→ Written exercise
Write out again every line from the start of the records through the line containing "116, 562, 228]]", requests included. Scale each bounding-box coordinate in the answers by 1.15 and round it to a whole number, with halves rounded up, while leaving the requests and their sample boxes unchanged.

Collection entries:

+ + + + +

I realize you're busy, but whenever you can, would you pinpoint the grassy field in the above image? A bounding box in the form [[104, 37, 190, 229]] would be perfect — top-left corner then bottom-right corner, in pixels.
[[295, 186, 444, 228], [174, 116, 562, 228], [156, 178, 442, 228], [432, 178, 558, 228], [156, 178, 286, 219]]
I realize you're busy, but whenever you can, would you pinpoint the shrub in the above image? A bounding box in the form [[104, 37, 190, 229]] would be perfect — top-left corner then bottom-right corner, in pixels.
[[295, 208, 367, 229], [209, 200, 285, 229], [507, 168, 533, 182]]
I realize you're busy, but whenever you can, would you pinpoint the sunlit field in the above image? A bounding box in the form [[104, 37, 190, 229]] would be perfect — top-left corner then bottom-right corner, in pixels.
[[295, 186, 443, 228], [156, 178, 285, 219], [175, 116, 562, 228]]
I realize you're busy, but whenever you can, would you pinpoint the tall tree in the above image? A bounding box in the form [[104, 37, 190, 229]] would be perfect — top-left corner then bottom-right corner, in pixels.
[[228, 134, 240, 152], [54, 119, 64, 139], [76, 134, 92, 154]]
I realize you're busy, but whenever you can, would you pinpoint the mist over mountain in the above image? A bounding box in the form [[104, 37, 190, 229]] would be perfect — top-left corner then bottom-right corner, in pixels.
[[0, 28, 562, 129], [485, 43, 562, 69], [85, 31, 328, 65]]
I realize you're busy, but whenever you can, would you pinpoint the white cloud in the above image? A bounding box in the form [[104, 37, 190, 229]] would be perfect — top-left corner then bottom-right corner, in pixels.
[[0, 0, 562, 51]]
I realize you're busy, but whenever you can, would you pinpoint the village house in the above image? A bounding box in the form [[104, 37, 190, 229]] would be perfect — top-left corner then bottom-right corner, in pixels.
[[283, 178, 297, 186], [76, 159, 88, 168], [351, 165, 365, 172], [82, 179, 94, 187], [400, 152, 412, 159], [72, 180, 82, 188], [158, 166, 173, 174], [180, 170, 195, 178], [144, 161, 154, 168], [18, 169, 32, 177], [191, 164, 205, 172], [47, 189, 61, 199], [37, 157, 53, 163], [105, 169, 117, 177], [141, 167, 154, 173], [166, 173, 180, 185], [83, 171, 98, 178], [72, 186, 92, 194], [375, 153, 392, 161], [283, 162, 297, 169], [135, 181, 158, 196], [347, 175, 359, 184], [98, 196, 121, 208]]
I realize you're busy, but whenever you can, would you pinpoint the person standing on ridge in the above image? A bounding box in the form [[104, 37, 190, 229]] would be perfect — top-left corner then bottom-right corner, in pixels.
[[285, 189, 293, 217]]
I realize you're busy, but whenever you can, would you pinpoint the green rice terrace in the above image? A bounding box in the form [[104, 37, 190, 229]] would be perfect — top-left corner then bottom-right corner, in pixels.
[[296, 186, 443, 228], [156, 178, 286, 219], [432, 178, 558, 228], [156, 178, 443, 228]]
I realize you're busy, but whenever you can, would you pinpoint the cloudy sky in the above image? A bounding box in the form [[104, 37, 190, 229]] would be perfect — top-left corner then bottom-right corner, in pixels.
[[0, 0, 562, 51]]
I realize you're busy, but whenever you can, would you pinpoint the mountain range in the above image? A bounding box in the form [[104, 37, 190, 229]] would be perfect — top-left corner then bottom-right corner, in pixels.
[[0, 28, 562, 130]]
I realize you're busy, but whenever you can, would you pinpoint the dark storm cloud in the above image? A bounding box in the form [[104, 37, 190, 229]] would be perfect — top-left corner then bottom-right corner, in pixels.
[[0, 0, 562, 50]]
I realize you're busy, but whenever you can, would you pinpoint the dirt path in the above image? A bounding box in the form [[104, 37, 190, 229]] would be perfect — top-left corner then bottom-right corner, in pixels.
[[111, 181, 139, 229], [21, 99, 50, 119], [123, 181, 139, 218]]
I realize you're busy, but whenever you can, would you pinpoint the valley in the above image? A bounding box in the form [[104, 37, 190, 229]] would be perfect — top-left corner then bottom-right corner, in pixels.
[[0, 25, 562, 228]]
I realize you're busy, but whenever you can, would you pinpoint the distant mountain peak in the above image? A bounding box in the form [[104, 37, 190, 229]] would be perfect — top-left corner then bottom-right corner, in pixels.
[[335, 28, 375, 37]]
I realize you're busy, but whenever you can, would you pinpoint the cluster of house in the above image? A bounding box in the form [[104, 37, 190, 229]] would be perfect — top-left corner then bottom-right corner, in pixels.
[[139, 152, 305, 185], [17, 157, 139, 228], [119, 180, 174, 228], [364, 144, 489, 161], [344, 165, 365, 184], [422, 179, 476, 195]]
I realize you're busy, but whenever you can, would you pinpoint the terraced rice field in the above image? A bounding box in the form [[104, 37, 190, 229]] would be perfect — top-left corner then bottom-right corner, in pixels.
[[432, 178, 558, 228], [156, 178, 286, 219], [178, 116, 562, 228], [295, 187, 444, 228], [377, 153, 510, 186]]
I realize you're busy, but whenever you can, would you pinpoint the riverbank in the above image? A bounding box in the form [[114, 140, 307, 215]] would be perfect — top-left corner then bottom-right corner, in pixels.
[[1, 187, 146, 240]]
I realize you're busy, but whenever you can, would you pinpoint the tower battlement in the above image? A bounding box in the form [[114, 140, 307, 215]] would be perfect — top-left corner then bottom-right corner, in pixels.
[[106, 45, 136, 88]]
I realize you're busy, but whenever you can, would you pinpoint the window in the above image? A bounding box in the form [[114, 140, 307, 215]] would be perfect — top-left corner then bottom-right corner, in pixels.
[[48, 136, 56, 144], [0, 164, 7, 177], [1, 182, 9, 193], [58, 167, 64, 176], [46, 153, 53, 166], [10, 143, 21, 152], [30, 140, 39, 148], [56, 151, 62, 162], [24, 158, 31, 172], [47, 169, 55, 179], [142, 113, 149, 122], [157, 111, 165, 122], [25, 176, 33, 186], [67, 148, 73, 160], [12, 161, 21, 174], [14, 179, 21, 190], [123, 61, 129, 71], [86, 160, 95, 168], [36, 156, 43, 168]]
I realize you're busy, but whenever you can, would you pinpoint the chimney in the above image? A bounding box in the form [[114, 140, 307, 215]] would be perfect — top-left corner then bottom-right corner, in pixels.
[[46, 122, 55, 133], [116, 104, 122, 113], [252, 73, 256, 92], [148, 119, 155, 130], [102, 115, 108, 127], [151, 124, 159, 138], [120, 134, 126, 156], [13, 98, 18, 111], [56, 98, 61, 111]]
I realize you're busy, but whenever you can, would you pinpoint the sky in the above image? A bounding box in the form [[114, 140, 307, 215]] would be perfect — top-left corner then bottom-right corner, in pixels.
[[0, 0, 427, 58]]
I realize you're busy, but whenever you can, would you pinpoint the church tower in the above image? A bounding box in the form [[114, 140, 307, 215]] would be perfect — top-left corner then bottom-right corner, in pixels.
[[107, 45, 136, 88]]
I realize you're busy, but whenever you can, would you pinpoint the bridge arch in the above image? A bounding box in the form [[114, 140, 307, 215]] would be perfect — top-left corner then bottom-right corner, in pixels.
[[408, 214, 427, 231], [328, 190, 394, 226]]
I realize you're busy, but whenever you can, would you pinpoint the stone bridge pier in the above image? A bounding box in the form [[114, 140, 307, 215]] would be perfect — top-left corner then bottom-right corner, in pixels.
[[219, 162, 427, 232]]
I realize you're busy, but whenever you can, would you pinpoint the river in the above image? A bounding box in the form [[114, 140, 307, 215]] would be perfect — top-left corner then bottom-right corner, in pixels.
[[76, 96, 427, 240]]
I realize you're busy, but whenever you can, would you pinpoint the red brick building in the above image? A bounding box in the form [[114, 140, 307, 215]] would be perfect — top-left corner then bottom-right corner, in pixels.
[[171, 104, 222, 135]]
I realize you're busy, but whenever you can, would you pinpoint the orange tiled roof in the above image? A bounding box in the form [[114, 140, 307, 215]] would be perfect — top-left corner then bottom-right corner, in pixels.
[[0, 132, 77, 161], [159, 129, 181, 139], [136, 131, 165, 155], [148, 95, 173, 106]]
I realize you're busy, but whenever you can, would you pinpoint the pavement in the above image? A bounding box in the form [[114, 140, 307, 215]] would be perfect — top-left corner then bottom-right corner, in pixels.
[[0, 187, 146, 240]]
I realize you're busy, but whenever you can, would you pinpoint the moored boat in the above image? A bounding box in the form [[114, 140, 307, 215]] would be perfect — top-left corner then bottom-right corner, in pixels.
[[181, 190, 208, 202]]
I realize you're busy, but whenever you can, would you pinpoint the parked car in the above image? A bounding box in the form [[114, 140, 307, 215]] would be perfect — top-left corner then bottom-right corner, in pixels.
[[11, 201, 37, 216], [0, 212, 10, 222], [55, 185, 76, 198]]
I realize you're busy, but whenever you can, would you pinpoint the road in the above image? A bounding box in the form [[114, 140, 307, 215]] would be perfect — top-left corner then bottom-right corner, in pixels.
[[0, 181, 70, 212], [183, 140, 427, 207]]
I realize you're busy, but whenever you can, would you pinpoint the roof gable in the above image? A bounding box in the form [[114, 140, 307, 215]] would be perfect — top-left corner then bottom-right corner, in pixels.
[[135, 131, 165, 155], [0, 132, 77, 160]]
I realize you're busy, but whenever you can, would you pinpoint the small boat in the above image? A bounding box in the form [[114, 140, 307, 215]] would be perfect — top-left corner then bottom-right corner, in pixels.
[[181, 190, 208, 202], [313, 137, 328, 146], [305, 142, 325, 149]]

+ + + + +

→ Result of this exercise
I realize you're busy, but whenever you can, would you pinpoint the grassy field in the above image? A bounding box in the form [[104, 37, 190, 229]] would be perfect — top-left corner then bottom-right corner, in pixels.
[[339, 214, 511, 262], [200, 133, 646, 262], [179, 205, 508, 262], [497, 205, 642, 262], [179, 205, 329, 252]]
I realize you're busy, but whenever you can, would you pinpoint the shrub in the above image? A bounding box in the form [[104, 37, 190, 229]] would be perfect — top-left corner then bottom-right corner, in pixels.
[[339, 239, 422, 263], [240, 230, 328, 263], [583, 193, 613, 209]]
I realize you're busy, but whenever you can, would you pinpoint the sunlit field in the above image? A bounding box in the form [[104, 37, 190, 229]] would be perfect — top-left corner then bottom-right corner, in pixels.
[[339, 214, 509, 262], [179, 205, 328, 252], [201, 133, 646, 262]]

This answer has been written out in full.